### Directions
Reproduce the listing below word for word, from the line containing "Wildlife camera triggered — scan the photo above for mountain" through the end of the listing.

===============

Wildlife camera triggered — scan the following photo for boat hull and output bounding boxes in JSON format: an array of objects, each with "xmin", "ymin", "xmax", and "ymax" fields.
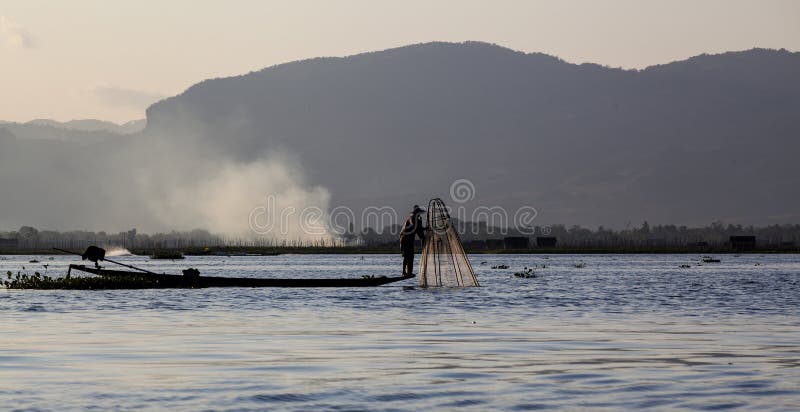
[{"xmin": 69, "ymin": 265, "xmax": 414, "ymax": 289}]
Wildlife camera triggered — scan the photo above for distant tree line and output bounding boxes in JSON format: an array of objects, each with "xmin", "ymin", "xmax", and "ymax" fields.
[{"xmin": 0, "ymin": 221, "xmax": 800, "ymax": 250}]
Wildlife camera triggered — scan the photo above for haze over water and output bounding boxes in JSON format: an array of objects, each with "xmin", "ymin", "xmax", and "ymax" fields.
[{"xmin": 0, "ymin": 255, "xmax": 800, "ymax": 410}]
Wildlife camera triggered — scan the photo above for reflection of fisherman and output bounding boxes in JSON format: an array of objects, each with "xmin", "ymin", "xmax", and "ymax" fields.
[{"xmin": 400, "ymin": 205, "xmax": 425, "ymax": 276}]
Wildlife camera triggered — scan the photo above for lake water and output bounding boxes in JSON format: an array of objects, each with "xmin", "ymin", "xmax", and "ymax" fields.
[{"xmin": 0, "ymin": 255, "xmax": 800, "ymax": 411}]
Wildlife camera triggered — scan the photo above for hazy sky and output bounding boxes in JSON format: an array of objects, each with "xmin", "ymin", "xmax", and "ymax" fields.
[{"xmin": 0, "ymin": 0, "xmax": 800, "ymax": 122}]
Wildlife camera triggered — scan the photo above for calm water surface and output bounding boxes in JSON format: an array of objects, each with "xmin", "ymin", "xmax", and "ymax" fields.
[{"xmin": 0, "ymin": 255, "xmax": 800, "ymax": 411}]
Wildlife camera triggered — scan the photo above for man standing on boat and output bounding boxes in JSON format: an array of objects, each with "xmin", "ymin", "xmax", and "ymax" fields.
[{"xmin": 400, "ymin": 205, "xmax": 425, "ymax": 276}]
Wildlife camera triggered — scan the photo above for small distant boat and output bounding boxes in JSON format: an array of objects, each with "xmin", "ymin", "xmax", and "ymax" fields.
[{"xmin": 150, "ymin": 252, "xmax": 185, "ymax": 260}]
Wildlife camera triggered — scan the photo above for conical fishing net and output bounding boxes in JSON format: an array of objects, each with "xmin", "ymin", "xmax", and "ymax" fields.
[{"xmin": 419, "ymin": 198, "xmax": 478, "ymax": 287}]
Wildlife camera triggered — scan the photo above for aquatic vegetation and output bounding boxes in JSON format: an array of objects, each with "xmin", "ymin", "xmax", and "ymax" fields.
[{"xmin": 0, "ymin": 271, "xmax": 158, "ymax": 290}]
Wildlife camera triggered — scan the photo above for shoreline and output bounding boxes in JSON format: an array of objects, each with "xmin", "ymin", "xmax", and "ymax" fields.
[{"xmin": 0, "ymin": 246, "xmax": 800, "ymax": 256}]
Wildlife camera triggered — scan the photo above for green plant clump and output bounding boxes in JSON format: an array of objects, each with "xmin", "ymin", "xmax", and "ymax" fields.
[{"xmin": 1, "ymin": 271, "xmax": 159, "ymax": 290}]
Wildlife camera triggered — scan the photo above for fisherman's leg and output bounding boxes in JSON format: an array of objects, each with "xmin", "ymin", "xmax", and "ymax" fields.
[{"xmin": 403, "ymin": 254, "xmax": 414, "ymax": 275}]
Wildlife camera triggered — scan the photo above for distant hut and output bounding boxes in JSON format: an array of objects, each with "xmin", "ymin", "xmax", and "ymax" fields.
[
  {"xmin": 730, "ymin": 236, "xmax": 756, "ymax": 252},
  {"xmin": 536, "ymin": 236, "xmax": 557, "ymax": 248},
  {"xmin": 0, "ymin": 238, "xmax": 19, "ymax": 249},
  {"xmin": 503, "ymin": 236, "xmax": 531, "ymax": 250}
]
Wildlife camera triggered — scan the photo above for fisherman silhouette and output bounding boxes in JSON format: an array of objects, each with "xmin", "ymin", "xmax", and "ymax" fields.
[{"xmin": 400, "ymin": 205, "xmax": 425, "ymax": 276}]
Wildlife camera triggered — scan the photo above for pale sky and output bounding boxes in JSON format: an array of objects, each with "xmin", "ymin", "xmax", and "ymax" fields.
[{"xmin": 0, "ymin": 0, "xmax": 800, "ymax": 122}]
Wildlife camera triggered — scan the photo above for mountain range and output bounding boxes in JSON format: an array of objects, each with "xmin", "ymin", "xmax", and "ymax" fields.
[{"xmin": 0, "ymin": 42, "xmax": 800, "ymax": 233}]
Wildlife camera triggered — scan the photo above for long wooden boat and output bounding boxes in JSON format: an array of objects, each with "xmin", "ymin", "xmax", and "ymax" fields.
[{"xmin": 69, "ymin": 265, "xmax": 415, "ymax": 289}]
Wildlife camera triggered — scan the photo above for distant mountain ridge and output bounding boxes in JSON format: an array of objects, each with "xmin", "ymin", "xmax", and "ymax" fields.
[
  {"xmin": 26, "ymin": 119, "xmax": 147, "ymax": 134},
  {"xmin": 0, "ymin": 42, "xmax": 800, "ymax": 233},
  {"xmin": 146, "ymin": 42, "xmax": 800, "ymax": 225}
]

===============

### Complete response
Wildlife camera triggered — scan the photo above for mountain range and output bounding boxes in JSON format: an array of objects, each with "xmin", "ymin", "xmax", and "ymax" fields.
[{"xmin": 0, "ymin": 42, "xmax": 800, "ymax": 233}]
Wildlife camera triggered — scan the photo above for long wooden boat and output bounding boxes in JSON format: an array of objects, each with "xmin", "ymin", "xmax", and "ymax" fields.
[{"xmin": 69, "ymin": 265, "xmax": 415, "ymax": 289}]
Wildlife camera triggered — scan the photo above for distant mountain ridge and output bounding boxes in JSON format: an array of objects, each with "xmin", "ymin", "xmax", and "ymax" fields.
[
  {"xmin": 26, "ymin": 119, "xmax": 147, "ymax": 134},
  {"xmin": 0, "ymin": 42, "xmax": 800, "ymax": 233},
  {"xmin": 146, "ymin": 42, "xmax": 800, "ymax": 225}
]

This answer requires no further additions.